[Natural-language object grounding data]
◇ ◇ ◇
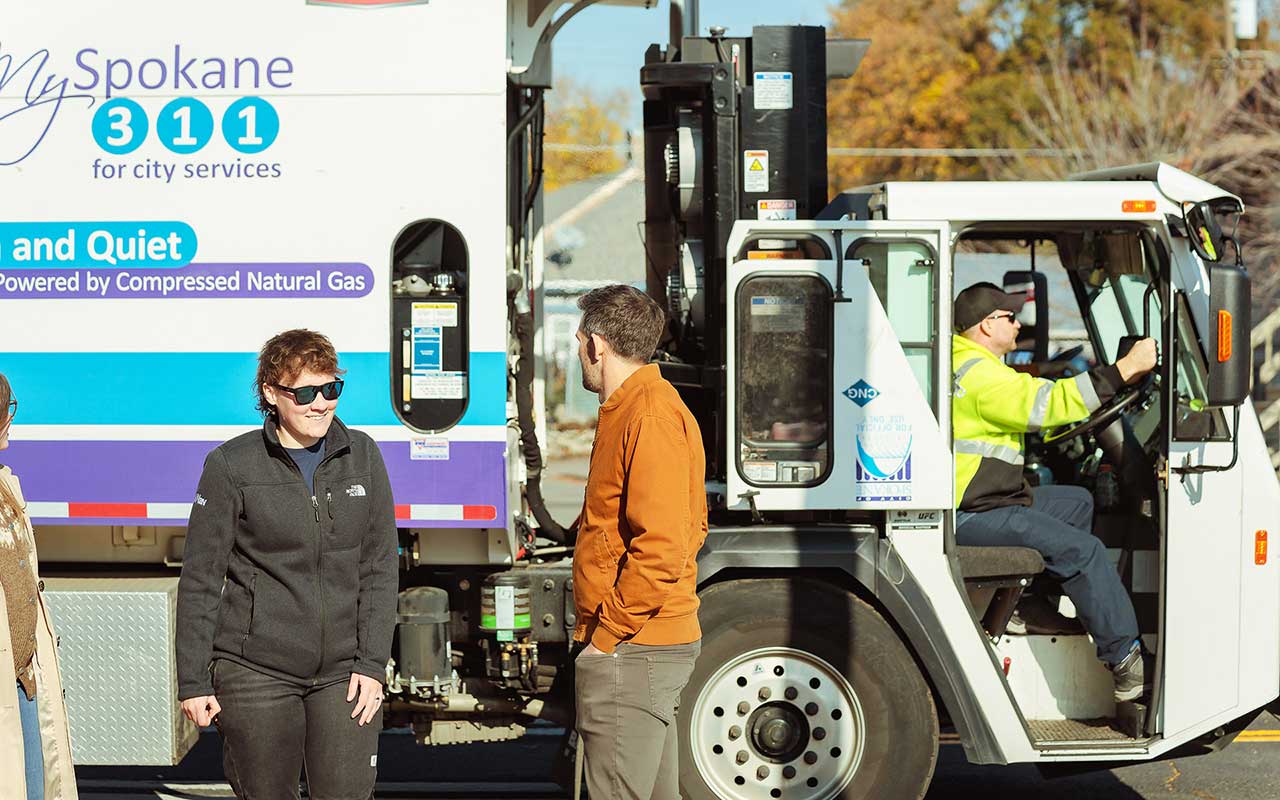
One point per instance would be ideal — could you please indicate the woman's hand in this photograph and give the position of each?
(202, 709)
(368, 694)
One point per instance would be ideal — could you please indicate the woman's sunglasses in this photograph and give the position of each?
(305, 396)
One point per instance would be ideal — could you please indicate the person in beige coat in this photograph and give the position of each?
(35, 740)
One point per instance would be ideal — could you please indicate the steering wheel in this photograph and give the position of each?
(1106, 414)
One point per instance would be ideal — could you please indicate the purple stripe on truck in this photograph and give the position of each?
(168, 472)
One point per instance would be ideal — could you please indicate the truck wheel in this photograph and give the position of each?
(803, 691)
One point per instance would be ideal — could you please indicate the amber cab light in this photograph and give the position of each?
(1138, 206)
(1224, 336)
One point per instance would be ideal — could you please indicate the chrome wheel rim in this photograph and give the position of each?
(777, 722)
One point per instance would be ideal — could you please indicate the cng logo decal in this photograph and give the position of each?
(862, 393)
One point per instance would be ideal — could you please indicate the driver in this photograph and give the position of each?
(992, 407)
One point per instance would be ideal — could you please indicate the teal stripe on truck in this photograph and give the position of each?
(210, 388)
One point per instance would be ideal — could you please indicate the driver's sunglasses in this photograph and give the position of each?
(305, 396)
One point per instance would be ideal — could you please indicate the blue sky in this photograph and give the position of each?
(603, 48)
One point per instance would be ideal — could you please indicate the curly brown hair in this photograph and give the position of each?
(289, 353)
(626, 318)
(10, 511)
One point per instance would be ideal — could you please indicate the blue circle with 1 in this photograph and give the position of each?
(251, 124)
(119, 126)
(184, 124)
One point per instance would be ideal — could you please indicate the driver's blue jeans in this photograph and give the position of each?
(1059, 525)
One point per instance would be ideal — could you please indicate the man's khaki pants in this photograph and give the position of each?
◇ ◇ ◇
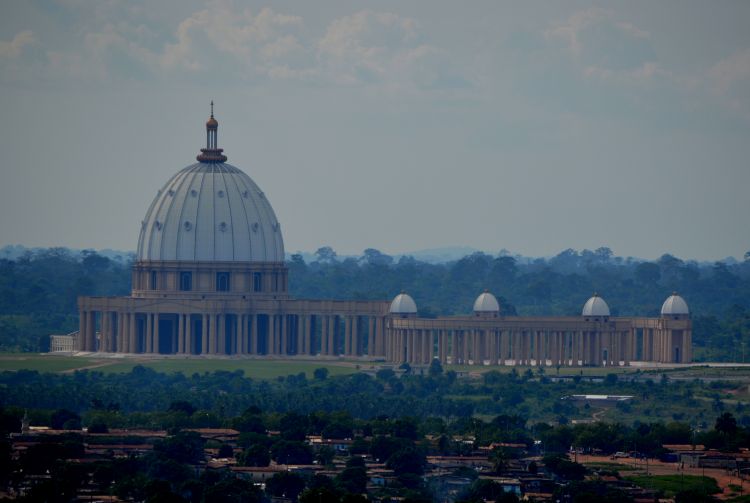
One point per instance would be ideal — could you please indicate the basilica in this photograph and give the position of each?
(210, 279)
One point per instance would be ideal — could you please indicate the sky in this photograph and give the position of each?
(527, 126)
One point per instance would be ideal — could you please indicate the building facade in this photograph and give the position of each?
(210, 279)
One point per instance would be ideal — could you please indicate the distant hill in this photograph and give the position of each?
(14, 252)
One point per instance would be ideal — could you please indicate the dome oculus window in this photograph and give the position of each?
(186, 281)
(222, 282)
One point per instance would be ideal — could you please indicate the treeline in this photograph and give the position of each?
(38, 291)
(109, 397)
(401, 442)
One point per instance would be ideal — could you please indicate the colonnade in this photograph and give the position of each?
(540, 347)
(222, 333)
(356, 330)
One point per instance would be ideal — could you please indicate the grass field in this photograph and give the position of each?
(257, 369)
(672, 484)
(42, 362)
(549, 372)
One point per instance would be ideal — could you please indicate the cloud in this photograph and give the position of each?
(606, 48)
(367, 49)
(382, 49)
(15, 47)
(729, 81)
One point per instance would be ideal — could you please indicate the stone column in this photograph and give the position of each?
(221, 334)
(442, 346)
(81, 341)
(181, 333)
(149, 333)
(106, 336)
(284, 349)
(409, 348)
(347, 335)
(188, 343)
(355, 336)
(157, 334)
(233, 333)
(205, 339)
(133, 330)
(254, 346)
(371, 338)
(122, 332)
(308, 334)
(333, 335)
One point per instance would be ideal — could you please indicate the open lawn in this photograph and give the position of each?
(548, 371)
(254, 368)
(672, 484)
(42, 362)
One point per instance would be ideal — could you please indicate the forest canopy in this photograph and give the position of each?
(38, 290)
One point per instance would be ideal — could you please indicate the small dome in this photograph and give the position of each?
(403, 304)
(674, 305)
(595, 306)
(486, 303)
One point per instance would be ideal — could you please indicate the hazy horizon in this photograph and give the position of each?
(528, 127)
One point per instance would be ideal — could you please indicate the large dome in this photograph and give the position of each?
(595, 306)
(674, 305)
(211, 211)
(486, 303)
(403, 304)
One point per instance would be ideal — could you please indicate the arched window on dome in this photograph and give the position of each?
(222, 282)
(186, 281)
◇ ◇ ◇
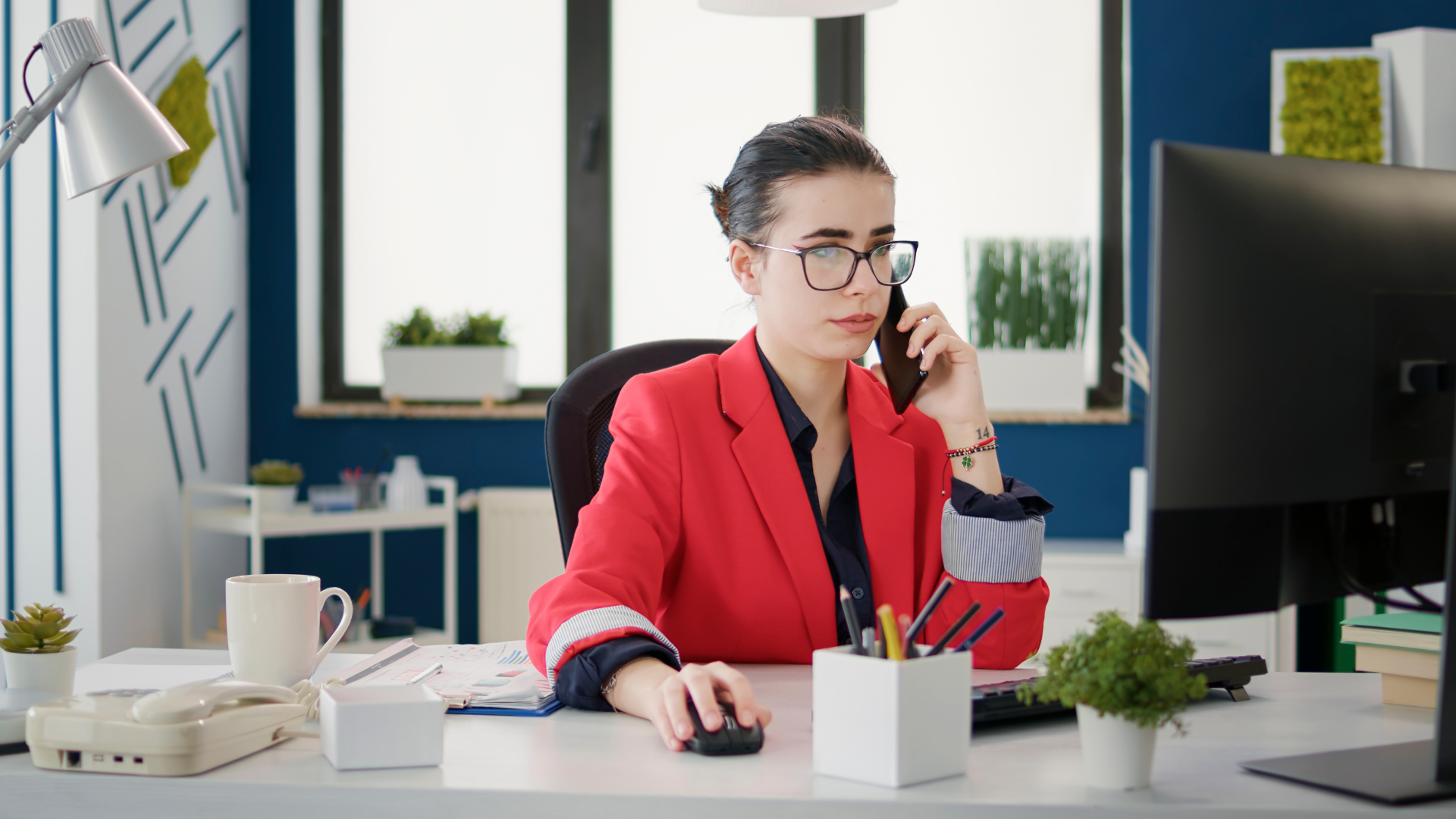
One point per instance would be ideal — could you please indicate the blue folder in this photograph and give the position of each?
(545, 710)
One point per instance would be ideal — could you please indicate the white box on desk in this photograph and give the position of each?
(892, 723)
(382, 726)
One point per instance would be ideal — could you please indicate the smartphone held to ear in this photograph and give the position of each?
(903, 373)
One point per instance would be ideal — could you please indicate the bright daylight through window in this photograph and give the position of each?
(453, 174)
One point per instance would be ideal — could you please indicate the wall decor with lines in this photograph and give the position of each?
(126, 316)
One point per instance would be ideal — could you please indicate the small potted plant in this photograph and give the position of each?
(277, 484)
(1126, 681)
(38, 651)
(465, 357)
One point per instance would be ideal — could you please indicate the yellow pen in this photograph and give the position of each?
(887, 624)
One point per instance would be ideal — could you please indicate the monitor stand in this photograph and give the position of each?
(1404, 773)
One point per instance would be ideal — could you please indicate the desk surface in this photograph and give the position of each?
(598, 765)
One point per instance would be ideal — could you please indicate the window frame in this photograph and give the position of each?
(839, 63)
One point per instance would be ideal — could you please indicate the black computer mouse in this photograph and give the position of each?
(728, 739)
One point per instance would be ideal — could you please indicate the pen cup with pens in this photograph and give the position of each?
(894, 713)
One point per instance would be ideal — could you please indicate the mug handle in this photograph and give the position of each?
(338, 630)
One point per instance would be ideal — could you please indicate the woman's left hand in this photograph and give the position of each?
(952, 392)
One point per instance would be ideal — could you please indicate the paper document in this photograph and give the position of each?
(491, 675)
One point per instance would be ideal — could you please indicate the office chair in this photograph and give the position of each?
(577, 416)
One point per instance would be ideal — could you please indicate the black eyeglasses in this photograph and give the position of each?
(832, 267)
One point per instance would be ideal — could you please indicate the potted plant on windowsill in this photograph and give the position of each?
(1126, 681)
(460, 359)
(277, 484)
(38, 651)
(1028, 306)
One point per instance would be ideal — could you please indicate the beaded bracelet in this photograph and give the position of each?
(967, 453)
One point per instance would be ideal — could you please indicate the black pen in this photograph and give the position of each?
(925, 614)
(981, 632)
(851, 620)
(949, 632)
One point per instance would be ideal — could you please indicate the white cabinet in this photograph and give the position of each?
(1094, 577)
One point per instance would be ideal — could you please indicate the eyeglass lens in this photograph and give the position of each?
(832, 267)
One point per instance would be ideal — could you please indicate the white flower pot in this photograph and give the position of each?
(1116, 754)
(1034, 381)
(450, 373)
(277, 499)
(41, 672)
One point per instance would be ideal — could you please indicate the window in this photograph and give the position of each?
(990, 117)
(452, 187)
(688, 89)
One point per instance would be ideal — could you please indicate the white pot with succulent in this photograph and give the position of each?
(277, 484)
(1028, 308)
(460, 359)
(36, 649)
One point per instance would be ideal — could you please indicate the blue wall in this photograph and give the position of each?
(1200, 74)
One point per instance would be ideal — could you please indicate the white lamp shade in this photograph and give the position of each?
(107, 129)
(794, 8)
◇ ◇ ◇
Please output exactly the lines between the one holding "the driver's sunglasses" and the one holding "indicate the man's" in the records above, inclusive, and nothing more.

## [Solution]
One point per instance would be ideal — could you please indicate the driver's sunglasses in this photograph and give the position of each?
(305, 396)
One point per instance would be ideal — could you please indicate the blue sky in this photograph and give the position of each?
(603, 48)
One point per instance would be ideal — could you please indicate the curly brown hair in this photograph and give the position of each?
(289, 353)
(626, 318)
(10, 511)
One point per instance would be ideal — could you please indicate the blue circle with 1 in this photograph and give the position of each?
(251, 124)
(119, 126)
(184, 124)
One point per instance would be ideal — could you please indicate the driver's blue jeans in this photograph and give the position of each?
(1059, 525)
One point per instance would be ideal — could you please indicate the man's khaki pants in this photograph and give the position of each?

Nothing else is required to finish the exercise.